Required work: Render every line of the data below as a Markdown table with the columns No. and Entry, giving each line a numbered row and omitting blank lines.

Extracted records:
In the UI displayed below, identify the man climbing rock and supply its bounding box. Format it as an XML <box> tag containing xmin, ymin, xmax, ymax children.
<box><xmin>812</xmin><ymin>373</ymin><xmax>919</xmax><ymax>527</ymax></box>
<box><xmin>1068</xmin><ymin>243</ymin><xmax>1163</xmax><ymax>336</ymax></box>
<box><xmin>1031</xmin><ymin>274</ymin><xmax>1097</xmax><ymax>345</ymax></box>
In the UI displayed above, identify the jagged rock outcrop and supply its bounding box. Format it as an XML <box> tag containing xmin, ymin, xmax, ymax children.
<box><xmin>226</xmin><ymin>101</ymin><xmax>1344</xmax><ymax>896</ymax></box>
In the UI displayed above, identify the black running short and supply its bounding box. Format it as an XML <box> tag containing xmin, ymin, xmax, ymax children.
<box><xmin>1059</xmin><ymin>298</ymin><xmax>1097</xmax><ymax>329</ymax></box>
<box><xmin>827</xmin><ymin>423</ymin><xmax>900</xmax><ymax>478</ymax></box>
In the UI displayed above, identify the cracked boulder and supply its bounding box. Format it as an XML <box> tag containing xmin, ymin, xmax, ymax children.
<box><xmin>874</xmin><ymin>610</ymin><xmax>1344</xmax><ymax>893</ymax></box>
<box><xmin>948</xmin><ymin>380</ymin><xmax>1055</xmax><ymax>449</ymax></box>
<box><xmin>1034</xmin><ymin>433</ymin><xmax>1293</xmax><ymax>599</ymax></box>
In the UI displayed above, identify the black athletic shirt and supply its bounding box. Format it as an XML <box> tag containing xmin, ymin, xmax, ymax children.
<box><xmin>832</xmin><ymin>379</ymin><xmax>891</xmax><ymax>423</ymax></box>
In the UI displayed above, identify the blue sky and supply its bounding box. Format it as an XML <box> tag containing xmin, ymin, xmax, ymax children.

Response:
| No. | Entry |
|---|---|
| 1 | In the UI displayed below, identify the man climbing rock and supply its bounding box. Format it as an XML <box> tag containing xmin, ymin, xmax, ymax children. |
| 2 | <box><xmin>812</xmin><ymin>373</ymin><xmax>919</xmax><ymax>527</ymax></box> |
| 3 | <box><xmin>1068</xmin><ymin>243</ymin><xmax>1163</xmax><ymax>336</ymax></box> |
| 4 | <box><xmin>1031</xmin><ymin>274</ymin><xmax>1097</xmax><ymax>345</ymax></box> |
| 5 | In the UI displayed above, identify the jagged rock outcrop and supply its bounding box. Format it as an XML <box> tag containing xmin, ymin, xmax, ymax children. |
| 6 | <box><xmin>226</xmin><ymin>101</ymin><xmax>1344</xmax><ymax>896</ymax></box> |
| 7 | In the UI displayed above, identify the black running short and supply its bounding box. Format it as an XML <box> tag containing xmin, ymin, xmax, ymax children. |
| 8 | <box><xmin>1059</xmin><ymin>298</ymin><xmax>1097</xmax><ymax>329</ymax></box> |
| 9 | <box><xmin>827</xmin><ymin>423</ymin><xmax>900</xmax><ymax>478</ymax></box> |
| 10 | In the UI displayed above, identify the cracked boulder and supply its bounding box. Format it as an XML <box> tag containing xmin, ymin, xmax, ymax children. |
| 11 | <box><xmin>874</xmin><ymin>610</ymin><xmax>1344</xmax><ymax>893</ymax></box> |
| 12 | <box><xmin>948</xmin><ymin>380</ymin><xmax>1055</xmax><ymax>449</ymax></box> |
| 13 | <box><xmin>1034</xmin><ymin>433</ymin><xmax>1293</xmax><ymax>599</ymax></box> |
| 14 | In the UI displayed above, identify the black athletic shirt and supply its bounding box. Format it as an XML <box> tag containing xmin, ymin, xmax, ymax children. |
| 15 | <box><xmin>832</xmin><ymin>379</ymin><xmax>891</xmax><ymax>423</ymax></box> |
| 16 | In the UI displayed above, identify the blue sky and supply its bounding box. Format it as an XML <box> tag containing xmin, ymin, xmax, ymax children. |